_EXERCISE DETAILS_
In the baseball excerpt below, which manager said he was pleased with how things have gone so far?

_DOCUMENT EXCERPT_
--- --- ---

Two Nationals players were among the 31 to test positive during intake screening last week. Manager Dave Martinez said Sunday some of the 60 Nationals players tested were still awaiting results.

“We’ve hit some bumpy roads,” Martinez said. “But they’re doing the best they can. I know they are. They’re working on cleaning everything up. We’re in a very, very different situation. No one’s ever done this before. So I know they’re working out all the bugs.”

Doolittle, who is still on the fence about playing this season, said he still hadn’t gotten his Friday results back before being tested again Sunday.

“That’s one thing that makes me a little nervous,” Doolittle said. “We’re not getting tests back in time. They still haven’t sent us the PPE. We’re supposed to have N95 masks, stuff like that, gowns, gloves. We’re supposed to have that stuff, we don’t have that stuff. Those are the things it’s going to take for people to stay safe enough for us to continue this season.”

Milwaukee Brewers manager Craig Counsell said things are going smoothly with his club.

“There’s a lot of hard work that goes into the logistics of setting this up,” Counsell said. “There’s going to be snags in this. I think we all know that. But I’m pleased with how it’s gone so far.”

--- --- ---

_RECORDED DATA_
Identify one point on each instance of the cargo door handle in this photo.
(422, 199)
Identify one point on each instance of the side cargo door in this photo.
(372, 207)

--- --- ---

_FULL OUTPUT_
Craig Counsell, the Milwaukee Brewers manager.